ABOUT THIS TASK: Copy out the items below word for word, from the first line through the line that contains "box: [497, 619, 1000, 728]", both included.

DATA SHOWN:

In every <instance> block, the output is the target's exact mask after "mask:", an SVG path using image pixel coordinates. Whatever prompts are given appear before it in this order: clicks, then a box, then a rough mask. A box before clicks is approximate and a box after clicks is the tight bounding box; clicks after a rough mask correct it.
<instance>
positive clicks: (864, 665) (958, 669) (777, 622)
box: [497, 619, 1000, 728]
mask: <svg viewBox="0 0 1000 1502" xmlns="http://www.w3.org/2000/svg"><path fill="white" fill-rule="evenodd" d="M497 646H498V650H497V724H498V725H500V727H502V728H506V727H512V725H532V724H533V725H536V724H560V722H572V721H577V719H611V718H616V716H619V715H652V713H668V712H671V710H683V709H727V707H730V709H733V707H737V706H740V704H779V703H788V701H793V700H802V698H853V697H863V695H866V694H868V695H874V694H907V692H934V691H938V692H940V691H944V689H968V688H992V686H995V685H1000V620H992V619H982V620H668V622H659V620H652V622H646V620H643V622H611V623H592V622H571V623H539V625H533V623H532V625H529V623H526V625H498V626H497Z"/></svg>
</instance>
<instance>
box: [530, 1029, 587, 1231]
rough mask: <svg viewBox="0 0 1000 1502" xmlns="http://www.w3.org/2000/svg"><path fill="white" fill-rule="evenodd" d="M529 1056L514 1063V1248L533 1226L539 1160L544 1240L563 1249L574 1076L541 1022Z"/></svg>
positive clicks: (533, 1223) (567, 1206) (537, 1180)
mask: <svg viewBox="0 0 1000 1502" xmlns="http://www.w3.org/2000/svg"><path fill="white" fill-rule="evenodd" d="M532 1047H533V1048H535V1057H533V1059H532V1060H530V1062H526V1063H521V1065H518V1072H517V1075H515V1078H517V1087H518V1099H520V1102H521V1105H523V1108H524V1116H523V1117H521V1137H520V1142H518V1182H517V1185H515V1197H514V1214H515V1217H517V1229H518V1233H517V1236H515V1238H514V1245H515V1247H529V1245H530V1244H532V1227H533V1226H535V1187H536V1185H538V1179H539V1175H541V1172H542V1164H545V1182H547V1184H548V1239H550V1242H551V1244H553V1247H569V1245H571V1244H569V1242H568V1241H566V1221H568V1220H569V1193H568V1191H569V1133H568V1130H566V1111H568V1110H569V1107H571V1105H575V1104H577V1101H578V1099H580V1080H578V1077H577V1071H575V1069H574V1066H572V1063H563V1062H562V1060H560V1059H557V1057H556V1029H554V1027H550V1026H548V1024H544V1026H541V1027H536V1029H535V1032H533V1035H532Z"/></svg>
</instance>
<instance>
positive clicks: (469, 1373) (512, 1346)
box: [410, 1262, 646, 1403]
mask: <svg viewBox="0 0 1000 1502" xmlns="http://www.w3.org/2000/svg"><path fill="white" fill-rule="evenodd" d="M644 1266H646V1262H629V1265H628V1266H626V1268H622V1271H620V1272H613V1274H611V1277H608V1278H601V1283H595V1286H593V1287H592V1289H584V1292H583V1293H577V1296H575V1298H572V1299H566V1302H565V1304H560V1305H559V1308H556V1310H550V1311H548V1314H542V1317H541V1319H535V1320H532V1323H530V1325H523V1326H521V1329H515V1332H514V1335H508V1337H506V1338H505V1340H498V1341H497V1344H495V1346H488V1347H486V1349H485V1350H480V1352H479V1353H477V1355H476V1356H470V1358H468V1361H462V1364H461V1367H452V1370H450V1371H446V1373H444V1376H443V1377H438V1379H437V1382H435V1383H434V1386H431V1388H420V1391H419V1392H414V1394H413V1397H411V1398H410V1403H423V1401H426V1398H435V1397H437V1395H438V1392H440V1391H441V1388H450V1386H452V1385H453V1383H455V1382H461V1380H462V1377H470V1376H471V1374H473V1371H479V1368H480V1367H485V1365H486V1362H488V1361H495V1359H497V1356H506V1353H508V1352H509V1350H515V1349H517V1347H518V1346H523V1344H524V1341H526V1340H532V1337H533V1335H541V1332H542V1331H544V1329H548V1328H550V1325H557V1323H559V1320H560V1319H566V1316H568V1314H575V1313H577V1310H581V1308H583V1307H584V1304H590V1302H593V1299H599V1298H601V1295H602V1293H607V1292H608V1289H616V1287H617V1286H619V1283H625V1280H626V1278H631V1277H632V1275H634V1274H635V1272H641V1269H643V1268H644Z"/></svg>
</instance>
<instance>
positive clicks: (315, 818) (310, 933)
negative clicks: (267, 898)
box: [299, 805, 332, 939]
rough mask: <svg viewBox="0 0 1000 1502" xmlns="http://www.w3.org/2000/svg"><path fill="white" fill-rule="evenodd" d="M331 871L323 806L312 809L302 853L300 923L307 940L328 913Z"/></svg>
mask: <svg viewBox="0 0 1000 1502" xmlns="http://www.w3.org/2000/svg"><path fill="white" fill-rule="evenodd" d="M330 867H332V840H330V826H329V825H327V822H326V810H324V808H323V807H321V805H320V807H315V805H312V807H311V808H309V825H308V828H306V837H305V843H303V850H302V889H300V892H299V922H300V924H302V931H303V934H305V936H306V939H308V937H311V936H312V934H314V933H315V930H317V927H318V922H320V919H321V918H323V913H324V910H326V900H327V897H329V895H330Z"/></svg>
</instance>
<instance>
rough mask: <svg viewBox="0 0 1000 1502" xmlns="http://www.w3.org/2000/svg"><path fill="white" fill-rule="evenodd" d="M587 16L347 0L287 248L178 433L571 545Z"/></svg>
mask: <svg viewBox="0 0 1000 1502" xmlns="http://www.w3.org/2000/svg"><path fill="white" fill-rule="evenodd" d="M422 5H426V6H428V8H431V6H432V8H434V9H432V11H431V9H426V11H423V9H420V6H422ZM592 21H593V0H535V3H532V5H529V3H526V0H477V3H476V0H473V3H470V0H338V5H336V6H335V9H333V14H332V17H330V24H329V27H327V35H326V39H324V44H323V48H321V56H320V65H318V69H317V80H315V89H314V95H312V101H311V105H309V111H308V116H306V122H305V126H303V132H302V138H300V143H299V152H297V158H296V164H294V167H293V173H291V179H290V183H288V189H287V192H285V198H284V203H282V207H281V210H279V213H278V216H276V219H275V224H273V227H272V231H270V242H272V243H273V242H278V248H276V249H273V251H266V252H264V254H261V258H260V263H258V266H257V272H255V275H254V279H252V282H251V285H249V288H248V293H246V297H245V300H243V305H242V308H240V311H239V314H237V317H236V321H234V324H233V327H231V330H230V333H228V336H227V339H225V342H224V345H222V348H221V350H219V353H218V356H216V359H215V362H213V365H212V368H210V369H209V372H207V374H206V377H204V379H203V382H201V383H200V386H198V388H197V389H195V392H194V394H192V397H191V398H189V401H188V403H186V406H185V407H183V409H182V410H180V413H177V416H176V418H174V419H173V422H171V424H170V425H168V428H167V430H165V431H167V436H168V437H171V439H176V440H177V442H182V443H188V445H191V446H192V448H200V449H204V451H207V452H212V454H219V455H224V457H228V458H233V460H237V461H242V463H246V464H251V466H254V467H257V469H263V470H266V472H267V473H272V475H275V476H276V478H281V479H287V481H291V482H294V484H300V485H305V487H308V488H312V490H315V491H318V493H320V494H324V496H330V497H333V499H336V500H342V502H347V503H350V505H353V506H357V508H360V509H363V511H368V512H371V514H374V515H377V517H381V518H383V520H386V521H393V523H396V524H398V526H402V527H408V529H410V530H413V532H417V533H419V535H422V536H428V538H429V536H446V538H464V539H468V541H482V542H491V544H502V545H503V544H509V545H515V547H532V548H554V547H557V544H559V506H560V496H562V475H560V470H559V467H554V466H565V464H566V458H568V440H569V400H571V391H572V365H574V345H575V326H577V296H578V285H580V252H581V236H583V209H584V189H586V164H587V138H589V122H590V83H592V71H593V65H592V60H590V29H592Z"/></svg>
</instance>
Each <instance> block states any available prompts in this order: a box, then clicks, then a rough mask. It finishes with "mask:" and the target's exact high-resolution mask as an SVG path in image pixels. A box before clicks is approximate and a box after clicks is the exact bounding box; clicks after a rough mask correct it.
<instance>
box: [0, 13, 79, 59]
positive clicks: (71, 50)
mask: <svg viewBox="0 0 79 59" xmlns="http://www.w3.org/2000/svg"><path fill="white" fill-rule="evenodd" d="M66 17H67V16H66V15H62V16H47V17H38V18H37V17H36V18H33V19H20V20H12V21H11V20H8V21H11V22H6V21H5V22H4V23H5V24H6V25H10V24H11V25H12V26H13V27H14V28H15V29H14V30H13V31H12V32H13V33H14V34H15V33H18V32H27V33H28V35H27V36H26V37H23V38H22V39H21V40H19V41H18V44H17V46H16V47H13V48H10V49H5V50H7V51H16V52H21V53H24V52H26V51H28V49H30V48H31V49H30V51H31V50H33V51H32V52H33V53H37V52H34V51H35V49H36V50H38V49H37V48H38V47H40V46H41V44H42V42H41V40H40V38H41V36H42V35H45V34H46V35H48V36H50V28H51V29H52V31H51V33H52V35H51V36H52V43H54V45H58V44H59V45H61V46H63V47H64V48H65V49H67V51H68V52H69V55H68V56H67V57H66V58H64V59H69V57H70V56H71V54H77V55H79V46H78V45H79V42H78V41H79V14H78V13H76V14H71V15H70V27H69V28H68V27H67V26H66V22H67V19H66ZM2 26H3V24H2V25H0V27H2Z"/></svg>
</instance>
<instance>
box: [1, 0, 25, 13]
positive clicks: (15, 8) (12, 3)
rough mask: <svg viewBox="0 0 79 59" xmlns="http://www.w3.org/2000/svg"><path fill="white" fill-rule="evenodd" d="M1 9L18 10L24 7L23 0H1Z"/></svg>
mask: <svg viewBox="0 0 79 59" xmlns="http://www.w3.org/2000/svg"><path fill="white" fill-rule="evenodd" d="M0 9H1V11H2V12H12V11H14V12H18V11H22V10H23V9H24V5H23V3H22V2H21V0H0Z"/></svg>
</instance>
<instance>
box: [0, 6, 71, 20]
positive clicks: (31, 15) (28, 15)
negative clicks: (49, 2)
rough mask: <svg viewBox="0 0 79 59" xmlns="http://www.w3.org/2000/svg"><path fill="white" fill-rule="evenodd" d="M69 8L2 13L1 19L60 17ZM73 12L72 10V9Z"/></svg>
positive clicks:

RESPONSE FOR THIS EXERCISE:
In every <instance> block, the output is the target's exact mask after "mask:", an SVG path using image pixel coordinates. Whatever prompts are given appear before it in this order: clicks, then a box, then a rough mask. A box before clicks is approximate and a box after clicks is the tight bounding box; clicks after a rough mask correct it.
<instance>
positive clicks: (864, 665) (958, 669) (777, 622)
box: [497, 619, 1000, 728]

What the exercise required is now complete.